> **Work to complete**
A. In the interview transcript, condense the paragraph beginning "There is a certain repetition" into a shorter version that keeps its main facts.
B. Transcribe the interview transcript from "TONY JONES: Now" up to and including "Hosni Mubarak failed?".

> **Passage shown**
____________________

TONY JONES, PRESENTER: On Monday this week, the Syrian president Bashar al-Assad gave his third speech since the start of the uprising, a speech which our guest tonight has described as ridiculous, sad nonsense.
Robert Fisk is the Middle East editor for The Independent newspaper and he joined me earlier from Beirut.
Robert Fisk, thanks for being here.
ROBERT FISK, MIDDLE EAST CORRESPONDENT, THE INDEPENDENT: You're welcome.
TONY JONES: Now president Assad's repression of the uprising in Syria has been far more brutal than in Egypt or Tunisia or even Yemen. I mean, do you expect that using these tactics he will succeed where dictators like Hosni Mubarak failed?
ROBERT FISK: No, I don't think so. It'll take a long time to get the Assad regime down. You see, there are two things here. First of all, the Ba'athist regime which Assad runs and which his father ran for decades, Hafez al-Assad, it's a nationalist regime originally based on a kind of socialism, Arab nationalism/socialism, which really decided it would be the resistance centre against Israel, against Zionism, etc, etc. And this was how it claimed it had integrity. In fact it was just another rotten, torturous and torturing dictatorship. The problem you see is that in Yemen, to some extent, and certainly in Egypt and Tunisia, the army saw its duty to protect the people. Not all of them, not those close to the president of Yemen of course, but other army units in Yemen, and certainly all army units in Egypt and Tunisia believed that they were there for the people. And so when the dictator had to go, the aeroplane was ready for him.
In the case of Syria, the army is not there to protect the people, it is to protect the regime. And most of the army officers, senior officer class – not all, but most – are members of the Alawite ethnic group, to which of course the president and his vicious brother, Maher, who commands the special forces and the fourth brigade in Syria which has done a lot of the killing of – I think it's 1,000 – more than 1,400 is today's figure for the number of dead over the past three months in Syria. So this Alawite – which is in fact Shia Muslim; it's an offshoot of Shia Islam and is a minority in Syria, effectively governs the Sunni majority. And in the various stories which I've been hearing from refugees as they cross the border into Lebanon. I mean, the Syrian border is so close when you get to it you can talk to Syrians on the other side across a little stream which marks the border which the French originally made when they were here for the French mandate after the First World War, and their stories are pretty horrific.
TONY JONES: We know that Assad's father and uncle killed an estimated 20,000 people in 1980 to quell an armed uprising in the city of Hama. Now, as you've just said, there are 1,400 civilians dead now. I mean, do you think – we've got this really strange kind of repeating of history with another Assad and a brutal brother, as you say, running the special forces. Would they be prepared to kill as many people as the father and uncle did?
ROBERT FISK: You know, I think the brother Maher might be prepared to. Actually, by the way, the Hama uprising was in 1982 and killed at least 10,000, perhaps 20,000 civilians. This was a Sunni uprising against the Alawite regime. Of course, Hafez al-Assad is dead and Rifaat who is in charge of the special forces there. He is living comfortably, you'll be pleased to know, in central London. No war crimes charges against him, it seems.
There is a certain repetition, and interestingly enough in his latest – third – rather baffling speech – all Bashar al-Assad's speeches are a bit baffling – he actually said that there was a kind of throwback to 1982. He made the connection that you've just done between the Hama uprising, which was suppressed with great ruthlessness and bloodshed, and what is happening today.

____________________

(Stored data entries)
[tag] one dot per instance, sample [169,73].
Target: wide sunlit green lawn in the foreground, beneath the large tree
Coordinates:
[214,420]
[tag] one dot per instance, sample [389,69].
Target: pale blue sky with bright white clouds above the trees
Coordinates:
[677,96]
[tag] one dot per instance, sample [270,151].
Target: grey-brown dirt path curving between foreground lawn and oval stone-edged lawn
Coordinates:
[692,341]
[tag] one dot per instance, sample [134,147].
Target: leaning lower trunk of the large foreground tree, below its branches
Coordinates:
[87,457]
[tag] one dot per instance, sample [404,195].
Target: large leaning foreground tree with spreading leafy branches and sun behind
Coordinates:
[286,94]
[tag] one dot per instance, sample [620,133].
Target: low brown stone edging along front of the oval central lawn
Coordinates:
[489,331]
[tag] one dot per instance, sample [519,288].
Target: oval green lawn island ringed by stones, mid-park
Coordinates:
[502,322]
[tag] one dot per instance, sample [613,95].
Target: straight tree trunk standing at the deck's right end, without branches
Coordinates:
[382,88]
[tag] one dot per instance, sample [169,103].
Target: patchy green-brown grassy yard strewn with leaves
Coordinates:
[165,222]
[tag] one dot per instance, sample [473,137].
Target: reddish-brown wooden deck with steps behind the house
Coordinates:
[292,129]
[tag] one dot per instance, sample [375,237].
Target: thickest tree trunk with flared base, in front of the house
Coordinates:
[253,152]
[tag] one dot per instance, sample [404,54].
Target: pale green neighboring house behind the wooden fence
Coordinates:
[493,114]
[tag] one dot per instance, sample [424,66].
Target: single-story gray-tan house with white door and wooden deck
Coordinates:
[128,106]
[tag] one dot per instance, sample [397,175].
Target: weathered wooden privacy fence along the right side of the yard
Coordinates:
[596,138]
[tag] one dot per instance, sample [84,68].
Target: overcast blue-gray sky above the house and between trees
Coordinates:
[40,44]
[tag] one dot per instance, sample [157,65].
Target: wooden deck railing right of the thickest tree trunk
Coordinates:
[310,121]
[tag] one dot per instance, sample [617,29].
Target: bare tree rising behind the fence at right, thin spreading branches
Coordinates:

____________________

> **Outputs in order**
A. History is partly repeating itself. In his third speech, which was baffling like all of his speeches, Bashar al-Assad himself described a throwback to 1982. He linked the ruthless, bloody suppression of the Hama uprising to what is happening today.

B.
TONY JONES: Now president Assad's repression of the uprising in Syria has been far more brutal than in Egypt or Tunisia or even Yemen. I mean, do you expect that using these tactics he will succeed where dictators like Hosni Mubarak failed?